Sezione del documento
Terza domenica di Avvento B Domenica “Gaudete” Di p. Giorgio Bontempi c.m.

da | Dic 12, 2014 | La Parola per la Chiesa | 0 commenti

Isaia 61,1-2.10-11;
Salmo Lc 1;
1Tessalonicesi 5,16-24;
Giovanni 1,6-8.19-28

Nota storica.

La terza domenica di avvento è detta anche dominica gaudete. Gaudete (= rallegratevi) così inizia l’antifona d’ingresso, che si proclama qual’ora non si canti il canto d’ingresso (ci dovremmo trovare in una situazione triste: quella di una liturgia monca, cioè senza la parte importante del canto….speriamo non avvenga mai, specie nelle celebrazioni eucaristiche domenicali, ma anche feriali. Ricordiamo che una liturgia sciatta è di grave danno ai cristiani!

Dati forniti
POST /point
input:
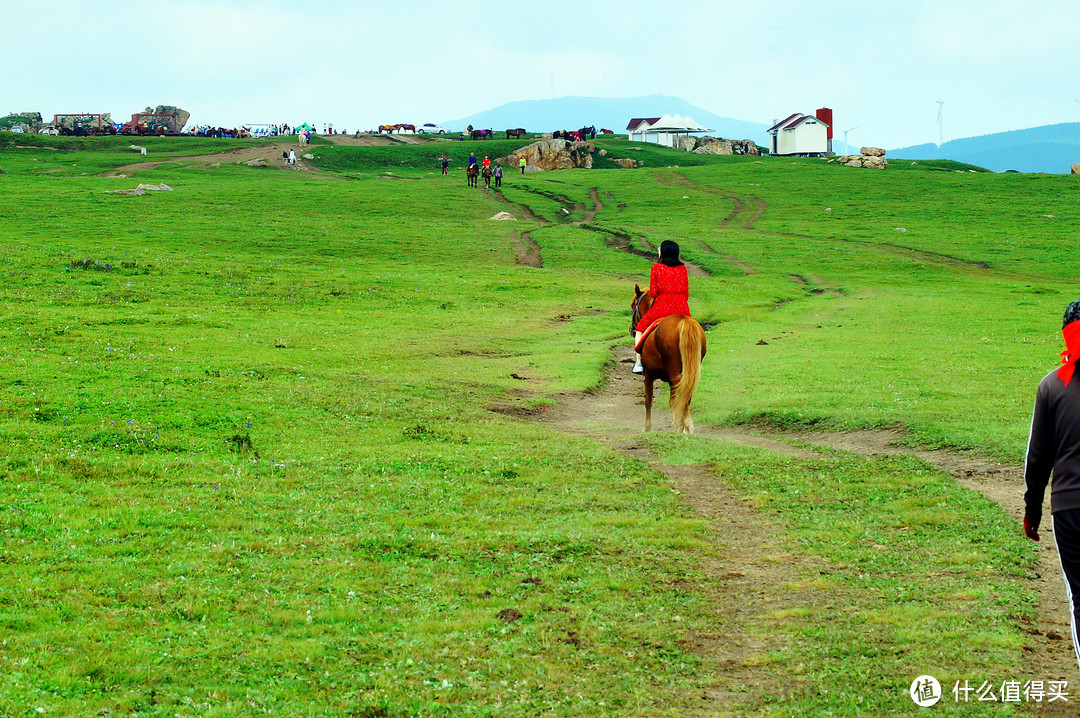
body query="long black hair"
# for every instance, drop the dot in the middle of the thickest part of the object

Parti dell'esercizio
• A. Secondo il testo sulla domenica Gaudete, con quale parola inizia l'antifona d'ingresso?
• B. Riporta tutto il testo sulla domenica Gaudete, da "da | Dic 12, 2014" giù fino a "danno ai cristiani!".

Risultati finali
• A. Inizia con «Gaudete», che significa «rallegratevi».

• B.
da | Dic 12, 2014 | La Parola per la Chiesa | 0 commenti

Isaia 61,1-2.10-11;
Salmo Lc 1;
1Tessalonicesi 5,16-24;
Giovanni 1,6-8.19-28

Nota storica.

La terza domenica di avvento è detta anche dominica gaudete. Gaudete (= rallegratevi) così inizia l’antifona d’ingresso, che si proclama qual’ora non si canti il canto d’ingresso (ci dovremmo trovare in una situazione triste: quella di una liturgia monca, cioè senza la parte importante del canto….speriamo non avvenga mai, specie nelle celebrazioni eucaristiche domenicali, ma anche feriali. Ricordiamo che una liturgia sciatta è di grave danno ai cristiani!